» Text to read:
TruCluster Server High Availability Case Study
Test Bed Software: V1.6 Archive
The
High
Availability Software Configuration
table lists the operating system, network, and services software configured on the production-level
cluster.
The test bed software configuration duplicates the production-level environment's
operating system version and patch level and the
NFS service, disk service, and tape service. It also uses LSM extensively to mirror the
root (/), /usr,
and /var
file systems.
The test environment
does not duplicate all of the system software running on the production system; nor does it run every
software application.
Our use of the production-level cluster and the test bed environment led to the following conclusions:
- It is more important to synchronize the test bed system with the versions of a select group
of software than it is for the test bed to duplicate everything on the production-level cluster.
You select the
software based on the needs of your critical applications or on the functions being exercised (for instance,
networking, security, etc.).
- Configure the test bed such that you can run load tests that simulate actual usage in
the production environment.
In addition to testing, you must develop a consistent roll-out procedure for quickly deploying software
changes from the test bed to your production-level cluster.
The test bed roll-out procedure that we use with the production-level cluster includes the following:
- Before making software changes, measure performance on the production and test bed environments.
- To modify the test bed, use standard tools, document each step, and record the down time.

» Dataset section:
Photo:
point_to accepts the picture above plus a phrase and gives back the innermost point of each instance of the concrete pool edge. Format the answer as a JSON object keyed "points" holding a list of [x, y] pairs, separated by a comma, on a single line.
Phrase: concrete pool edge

» The tasks:
A: From the TruCluster test bed case study, copy the passage from "You select the" to "your production-level cluster.", word for word.
B: Continue the TruCluster test bed case study from its last sentence.
The listing has no role in this work.

» Responses for each task:
A:
You select the
software based on the needs of your critical applications or on the functions being exercised (for instance,
networking, security, etc.).
- Configure the test bed such that you can run load tests that simulate actual usage in
the production environment.
In addition to testing, you must develop a consistent roll-out procedure for quickly deploying software
changes from the test bed to your production-level cluster.

B:
For example, to
patch system code or a TruCluster Software product, use the dupatch utility to install
an aggregate Patch Kit on the test bed.
- Run the test bed system. Depending on the complexity of the change, we run the test bed system
for 10 to 20 days. For example, after installing a patch kit, we run the test bed for 10 days.
After upgrading the operating system, we run the test bed for 20 days. Running the test bed includes
the following activities:
- Load tests that cover typical workloads as well as atypical situations (such
as the simulation of low memory or full disks).
- Executing key business applications.
- Standard and automated tests that exercise the subsystems that were changed.
- Upon completion of step 3, re-measure test bed performance and compare it against the initial
measurement. If satisfactory, use
the downtime records to schedule the deployment of the changed software to the production environment.
- Use standard tools and the documented procedure from step 2 to install the changes on the
production system.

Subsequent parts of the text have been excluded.